--- Problem to work on ---
Report only the number of lines in the entries below that contain the word "shorts".

--- Data provided ---
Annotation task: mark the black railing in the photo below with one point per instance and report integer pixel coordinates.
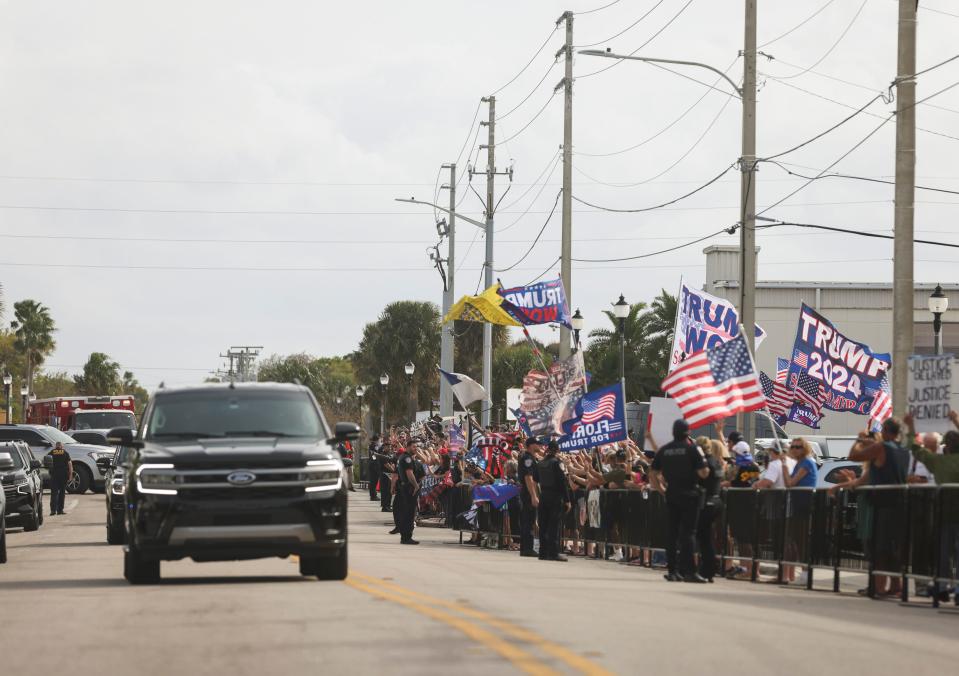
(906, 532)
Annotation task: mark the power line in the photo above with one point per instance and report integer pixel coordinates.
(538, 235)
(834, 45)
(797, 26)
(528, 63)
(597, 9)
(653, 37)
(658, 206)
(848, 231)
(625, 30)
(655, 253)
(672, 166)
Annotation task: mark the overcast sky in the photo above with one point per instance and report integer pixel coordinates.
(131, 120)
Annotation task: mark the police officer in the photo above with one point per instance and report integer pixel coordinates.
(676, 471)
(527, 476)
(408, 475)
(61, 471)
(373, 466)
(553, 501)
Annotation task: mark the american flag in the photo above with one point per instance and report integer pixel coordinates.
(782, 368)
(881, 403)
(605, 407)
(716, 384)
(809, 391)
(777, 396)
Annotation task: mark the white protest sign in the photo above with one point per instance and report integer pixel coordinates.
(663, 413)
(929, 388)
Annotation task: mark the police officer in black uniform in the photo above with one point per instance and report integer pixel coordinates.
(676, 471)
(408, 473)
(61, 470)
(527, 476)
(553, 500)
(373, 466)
==
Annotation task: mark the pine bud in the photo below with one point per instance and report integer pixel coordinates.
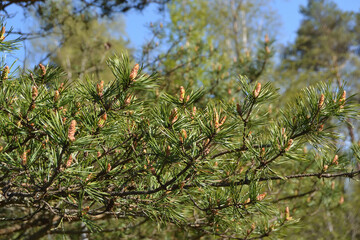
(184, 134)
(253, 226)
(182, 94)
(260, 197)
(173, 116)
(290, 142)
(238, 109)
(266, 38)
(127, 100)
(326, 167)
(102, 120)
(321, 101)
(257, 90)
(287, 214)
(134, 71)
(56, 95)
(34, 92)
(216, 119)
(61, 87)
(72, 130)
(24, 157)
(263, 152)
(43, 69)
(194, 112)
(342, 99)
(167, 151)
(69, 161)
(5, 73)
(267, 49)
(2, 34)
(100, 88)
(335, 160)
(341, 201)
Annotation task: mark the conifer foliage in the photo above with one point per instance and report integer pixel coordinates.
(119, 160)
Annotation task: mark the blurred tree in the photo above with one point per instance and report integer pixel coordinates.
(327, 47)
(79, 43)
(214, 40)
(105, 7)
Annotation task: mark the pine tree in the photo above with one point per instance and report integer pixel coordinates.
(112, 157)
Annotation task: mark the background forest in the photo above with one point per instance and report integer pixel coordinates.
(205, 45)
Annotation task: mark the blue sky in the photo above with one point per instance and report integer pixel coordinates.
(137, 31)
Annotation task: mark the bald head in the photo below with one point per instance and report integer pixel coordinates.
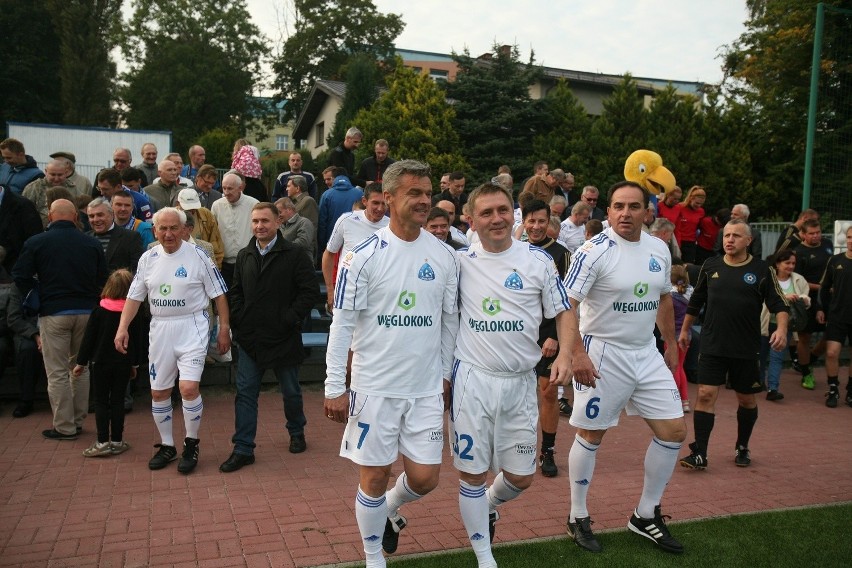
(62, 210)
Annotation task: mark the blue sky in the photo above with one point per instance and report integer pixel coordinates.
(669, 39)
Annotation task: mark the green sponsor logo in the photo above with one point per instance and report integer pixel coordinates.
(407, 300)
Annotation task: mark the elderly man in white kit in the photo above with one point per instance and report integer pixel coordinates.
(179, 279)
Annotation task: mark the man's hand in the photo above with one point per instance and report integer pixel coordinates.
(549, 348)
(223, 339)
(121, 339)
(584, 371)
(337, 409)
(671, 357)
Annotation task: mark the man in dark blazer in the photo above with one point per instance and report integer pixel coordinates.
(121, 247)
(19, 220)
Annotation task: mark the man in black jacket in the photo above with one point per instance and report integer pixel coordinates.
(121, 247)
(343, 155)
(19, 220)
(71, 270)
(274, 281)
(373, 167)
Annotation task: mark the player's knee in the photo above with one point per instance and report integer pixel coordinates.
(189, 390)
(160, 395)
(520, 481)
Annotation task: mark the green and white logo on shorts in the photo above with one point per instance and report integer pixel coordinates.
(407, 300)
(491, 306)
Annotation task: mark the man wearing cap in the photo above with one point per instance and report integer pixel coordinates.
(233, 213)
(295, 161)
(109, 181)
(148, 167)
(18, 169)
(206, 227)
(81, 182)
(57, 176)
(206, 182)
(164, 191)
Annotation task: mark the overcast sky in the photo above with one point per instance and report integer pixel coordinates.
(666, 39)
==
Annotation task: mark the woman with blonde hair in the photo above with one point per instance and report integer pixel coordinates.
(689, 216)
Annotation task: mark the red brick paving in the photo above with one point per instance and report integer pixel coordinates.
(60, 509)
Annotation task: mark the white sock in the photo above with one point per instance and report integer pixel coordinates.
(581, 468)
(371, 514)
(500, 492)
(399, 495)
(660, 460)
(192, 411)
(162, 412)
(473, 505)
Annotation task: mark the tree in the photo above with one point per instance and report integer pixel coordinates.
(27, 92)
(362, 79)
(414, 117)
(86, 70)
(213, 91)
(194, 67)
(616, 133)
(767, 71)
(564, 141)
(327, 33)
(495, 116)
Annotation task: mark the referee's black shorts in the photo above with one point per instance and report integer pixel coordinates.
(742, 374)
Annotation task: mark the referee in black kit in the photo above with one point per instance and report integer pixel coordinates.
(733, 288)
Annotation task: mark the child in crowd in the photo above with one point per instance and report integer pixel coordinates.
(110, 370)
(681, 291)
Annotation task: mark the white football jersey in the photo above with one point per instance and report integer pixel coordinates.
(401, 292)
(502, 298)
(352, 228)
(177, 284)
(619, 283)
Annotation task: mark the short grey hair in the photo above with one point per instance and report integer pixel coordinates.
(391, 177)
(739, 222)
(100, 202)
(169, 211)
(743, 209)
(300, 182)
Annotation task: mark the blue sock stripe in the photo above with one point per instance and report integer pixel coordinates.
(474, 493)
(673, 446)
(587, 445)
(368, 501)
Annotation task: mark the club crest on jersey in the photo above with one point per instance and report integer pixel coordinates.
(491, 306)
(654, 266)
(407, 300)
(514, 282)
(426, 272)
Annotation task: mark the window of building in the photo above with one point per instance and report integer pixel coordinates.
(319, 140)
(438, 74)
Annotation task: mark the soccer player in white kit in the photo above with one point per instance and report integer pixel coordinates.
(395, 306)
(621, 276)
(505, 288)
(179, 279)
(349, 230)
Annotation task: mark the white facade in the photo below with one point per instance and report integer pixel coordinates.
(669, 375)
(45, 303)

--- Correct output ---
2